------ Text block ------
STM32Cube.AI v8 and STM32Cube.AI Developer Cloud, From farm to MCU in no time #STM32InnovationLive

STM32Cube.AI v8 is highly symbolic as it supports quantized networks using the ONNX file format, while the new STM32Cube.AI Developer Cloud provides an online front-end to a model zoo and board farm to optimize workflows significantly. STM32Cube.AI continues to optimize the C code generated from a pre-trained neural network to ensure developers enjoy greater Industrial AI capabilities on MCUs. However, the new version of STM32Cube.AI and the new STM32Cube.AI Developer Cloud stand out because they focus on accessibility. Many quantized networks used ONNX, which means STM32Cube.AI now supports a wider range of training and pruning frameworks. Similarly, the new cloud services will help engineers find the right network topology and MCU faster.

From massive supercomputers to microcontrollers

What is STM32Cube.AI?

Launched in 2019, STM32Cube.AI converts neural networks into optimized code for STM32 MCUs. The fact that an algorithm can run on a resource-constraint device like a microcontroller is a critical evolution in this domain. When Arthur Samuel, the man who coined the term “machine learning”, was working on a program that would teach a computer to play checkers in 1956, he had to work on an IBM 701 mainframe and run his program on the large-scale scientific IBM 7094. Afterward, machine learning kept requiring massive computational throughput. Even a couple of years before ST launched STM32Cube.AI, industry leaders all ran machine learning algorithms on clouds made of powerful machines.

STM32Cube.AI is special because it helps run algorithms on MCUs and makes developing a machine-learning application easier. It relies on STM32CubeMX, which assists developers in initializing STM32 devices, and X-CUBE-AI, a software package containing libraries to convert pre-trained neural networks. The solution, therefore, uses a familiar and accessible development environment. Teams can even use our Getting Started Guide to start working with X-CUBE-AI from within STM32CubeMX and try the latest features rapidly. As a result, more applications rely on our technology. For instance, the added support for deeply quantized neural networks introduced in an earlier version quickly found its way into a people-counting application created with Schneider Electric.

What’s new?

STM32Cube.AI Developer Cloud

Board Farm

The new Cloud Services features a board farm with most of the STM32 development boards used for machine learning applications. STM32Cube.AI Cloud Services can take a pre-trained neural network and launch a simulation on the entire board farm to show how a model would behave on each system.

Consequently, developers don’t have to acquire all the boards and run a long series of benchmarks. They can immediately gauge inference times to determine which platform would have the best performance-per-cost ratio for their use case. The tool only shows inference times as the Desktop version of STM32Cube.AI provides additional information like power consumption or memory footprint. Moreover, to make the STM32Cube.AI Developer Cloud even more practical, we developed a series of REST APIs so engineers can test their network against our board farm by using a simple script for greater productivity.
------ Recorded data ------
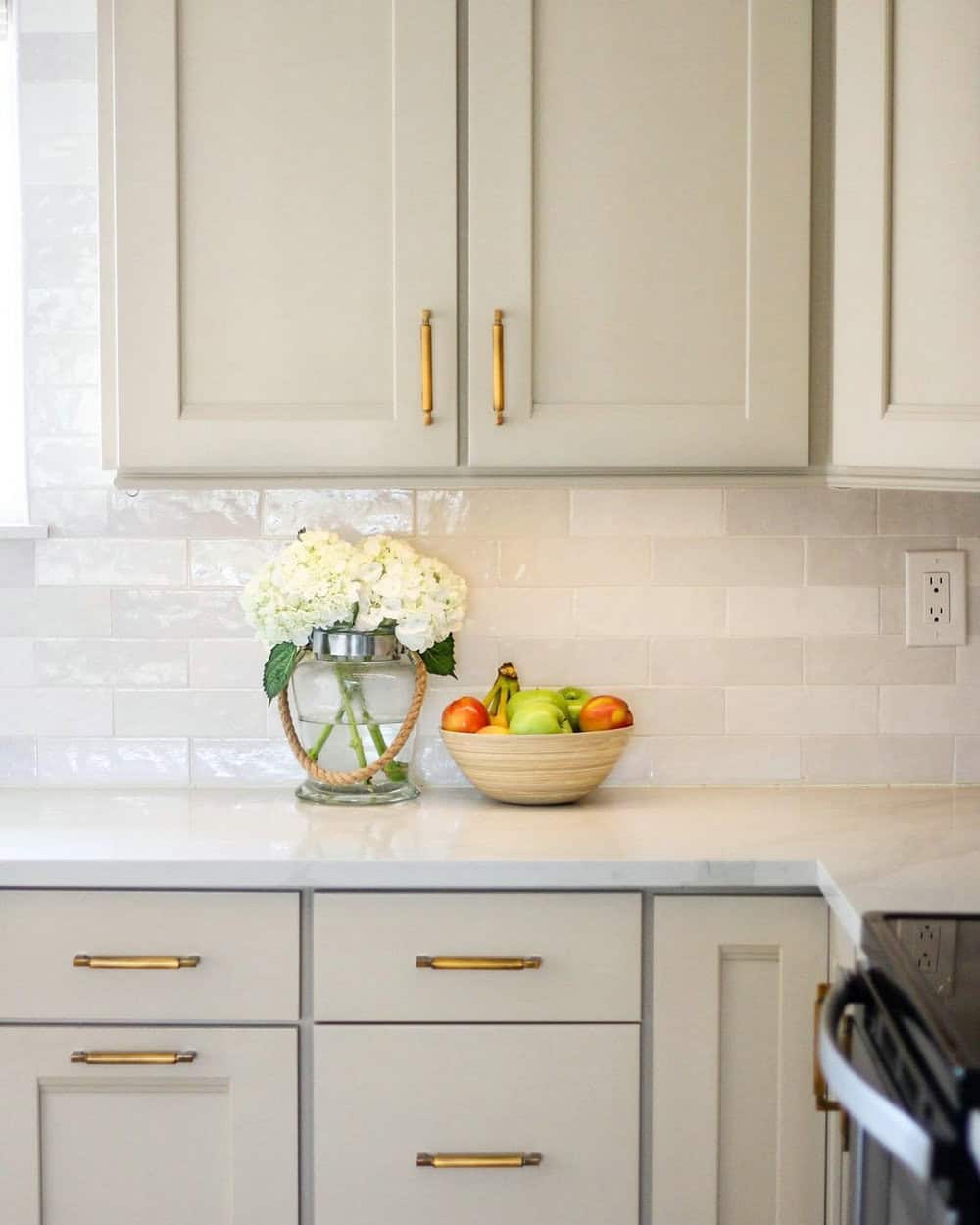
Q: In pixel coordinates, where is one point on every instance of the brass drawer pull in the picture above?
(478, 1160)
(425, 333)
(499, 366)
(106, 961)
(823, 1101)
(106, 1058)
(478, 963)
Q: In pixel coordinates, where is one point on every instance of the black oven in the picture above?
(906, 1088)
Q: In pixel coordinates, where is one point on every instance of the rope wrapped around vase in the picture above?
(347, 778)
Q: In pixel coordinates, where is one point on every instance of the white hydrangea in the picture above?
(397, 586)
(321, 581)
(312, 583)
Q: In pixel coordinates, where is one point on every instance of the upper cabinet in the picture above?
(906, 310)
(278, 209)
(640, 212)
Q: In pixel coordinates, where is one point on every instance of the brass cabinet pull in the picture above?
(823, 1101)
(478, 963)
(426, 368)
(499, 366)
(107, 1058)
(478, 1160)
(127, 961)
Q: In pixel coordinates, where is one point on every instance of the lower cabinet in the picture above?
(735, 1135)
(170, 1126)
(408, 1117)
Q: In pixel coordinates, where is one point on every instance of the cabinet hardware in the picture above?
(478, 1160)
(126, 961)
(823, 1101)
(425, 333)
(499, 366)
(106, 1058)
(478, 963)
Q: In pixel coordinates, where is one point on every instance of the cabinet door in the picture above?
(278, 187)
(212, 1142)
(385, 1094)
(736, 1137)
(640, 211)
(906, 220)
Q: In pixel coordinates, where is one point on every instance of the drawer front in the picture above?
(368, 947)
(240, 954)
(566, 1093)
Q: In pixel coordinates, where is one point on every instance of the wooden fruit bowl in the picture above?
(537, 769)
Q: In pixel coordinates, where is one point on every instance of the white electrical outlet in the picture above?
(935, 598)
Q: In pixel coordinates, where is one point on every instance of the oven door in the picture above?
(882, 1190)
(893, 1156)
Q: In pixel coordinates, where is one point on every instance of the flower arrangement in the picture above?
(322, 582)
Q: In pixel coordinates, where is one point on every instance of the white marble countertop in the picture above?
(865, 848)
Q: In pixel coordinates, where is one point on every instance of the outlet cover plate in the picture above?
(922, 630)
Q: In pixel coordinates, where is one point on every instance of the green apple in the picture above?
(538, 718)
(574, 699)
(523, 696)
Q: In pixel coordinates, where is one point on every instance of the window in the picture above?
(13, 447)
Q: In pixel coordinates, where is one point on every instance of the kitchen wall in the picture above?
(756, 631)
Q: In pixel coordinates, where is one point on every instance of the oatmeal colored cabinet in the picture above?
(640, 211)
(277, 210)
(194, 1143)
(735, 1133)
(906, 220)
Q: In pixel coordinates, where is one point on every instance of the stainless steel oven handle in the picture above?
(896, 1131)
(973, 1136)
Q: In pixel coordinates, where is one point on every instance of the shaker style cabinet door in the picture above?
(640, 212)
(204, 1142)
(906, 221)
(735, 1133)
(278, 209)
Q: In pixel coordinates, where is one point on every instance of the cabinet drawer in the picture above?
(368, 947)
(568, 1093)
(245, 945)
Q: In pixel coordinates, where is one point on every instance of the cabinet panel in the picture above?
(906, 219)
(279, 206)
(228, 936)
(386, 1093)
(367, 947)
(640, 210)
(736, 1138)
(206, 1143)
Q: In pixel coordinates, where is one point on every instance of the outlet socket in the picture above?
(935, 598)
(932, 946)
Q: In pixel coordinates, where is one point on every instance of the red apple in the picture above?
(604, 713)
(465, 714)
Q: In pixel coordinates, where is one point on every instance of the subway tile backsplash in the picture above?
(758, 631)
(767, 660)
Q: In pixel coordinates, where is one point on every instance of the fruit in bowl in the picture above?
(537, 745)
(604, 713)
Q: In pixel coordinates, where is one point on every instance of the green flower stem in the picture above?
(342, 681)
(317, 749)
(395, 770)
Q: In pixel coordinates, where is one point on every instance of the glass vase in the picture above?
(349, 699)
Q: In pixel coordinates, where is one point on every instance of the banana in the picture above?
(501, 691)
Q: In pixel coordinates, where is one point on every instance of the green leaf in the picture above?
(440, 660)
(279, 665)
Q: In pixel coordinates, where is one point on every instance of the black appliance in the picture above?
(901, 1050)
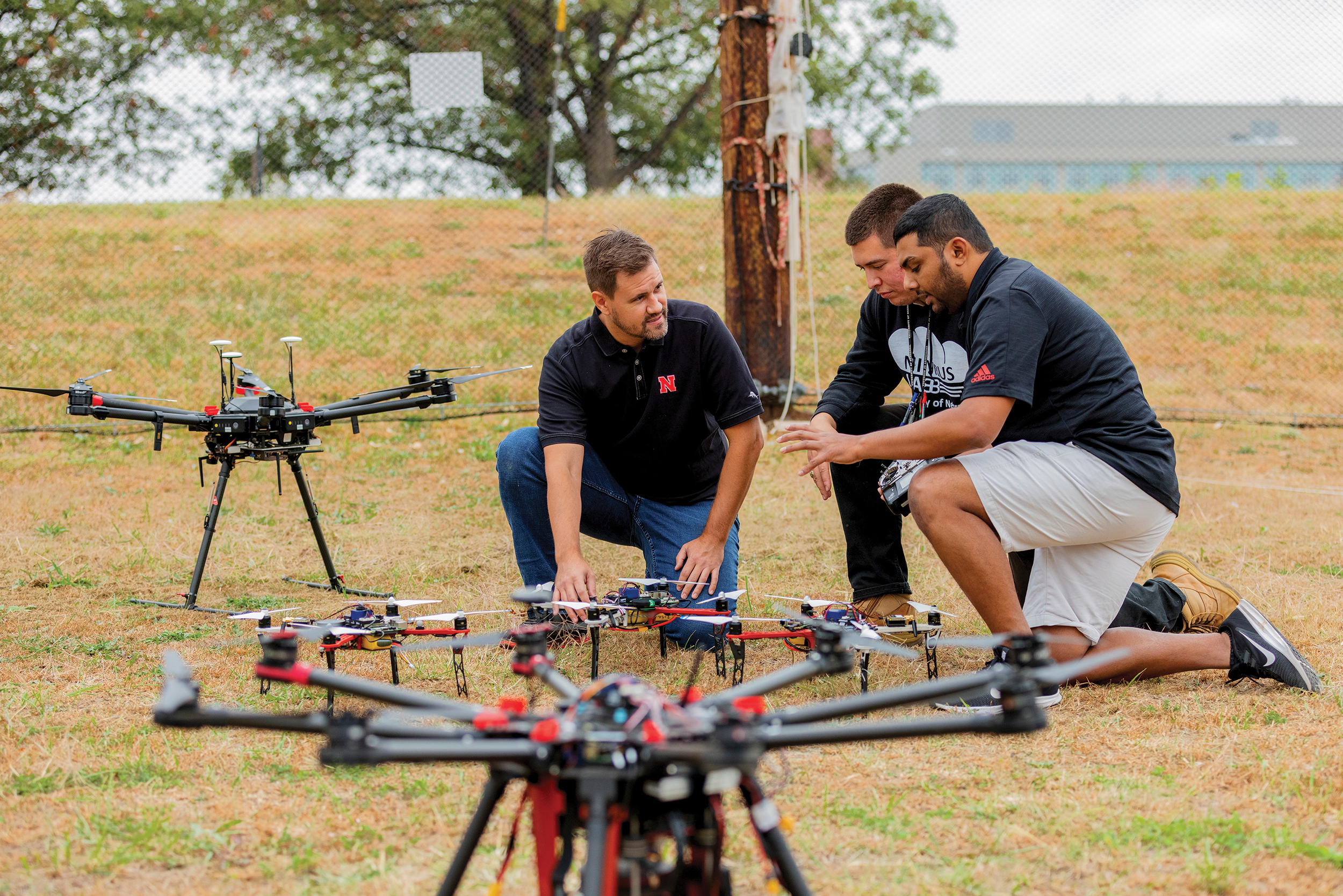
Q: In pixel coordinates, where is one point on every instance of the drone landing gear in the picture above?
------
Parts of the exercise
(a) Rewrite the records from their beginning through the line holding "(906, 1088)", inclusive, with "black oven" replaced by "black range" and everything else left as it is. Leave the pictures out of your answer.
(b) Write the next part of the piece on STM32Cube.AI, picking up after its final paragraph.

Answers in order
(a)
Q: In pixel coordinates, where is one point on every instance of the brass drawer pull in the picture above?
(478, 1160)
(425, 333)
(499, 366)
(106, 961)
(823, 1101)
(106, 1058)
(478, 963)
Q: In pixel coordinates, where is one point on every instance of the black range in the picture above?
(906, 1088)

(b)
Model Zoo

Another feature of the STM32Cube.AI Developer Cloud is the ST Model Zoo. As Industrial AI gets increasingly popular, more engineers make their first step into machine learning. Still, some may have difficulty knowing where to start and, more specifically, what neural network model to adopt. The ST Model Zoo solves that problem by recommending a series of models for various applications and use cases (image classification, object detection, human activity recognition, and audio event detection). Hence, engineers who know how to train a network and already have a dataset can get a series of network topologies recommendations to avoid issues like memory limits or poor performance.

STM32Cube.AI Cloud Services uses the same my.st.com logins, so users with an existing account can already access the service. It is also possible to use the Model Zoo in collaboration with the Board Farm to determine the impact of various topologies and further test different approaches during the prototyping phase. As a result, developers can better anticipate their needs, tailor their solutions, and reduce the time it takes to launch an optimal machine-learning solution. The STM32Cube.AI Developer Cloud is thus a unique way to make Industrial AI more practical and accessible to the embedded system community.

What’s in STM32Cube.AI?

Optimization Mode

STM32Cube.AI v7.3 brings a new feature that allows developers to prioritize RAM or inference times. Thanks to the introduction of extended layers in the previous version, the ST solution optimized performance. However, it also meant that the algorithm could have a larger footprint in the volatile memory. To give developers more control over their applications, ST introduced a new setting in STM32Cube.AI v7.3 to define priorities. If users choose the “Time” setting, the algorithm will take more RAM but have faster inference times. On the other hand, choosing “RAM” will have the smallest memory footprint and the slowest times. Finally, the default “Balanced” parameter finds the middle ground between the two approaches, providing a good compromise.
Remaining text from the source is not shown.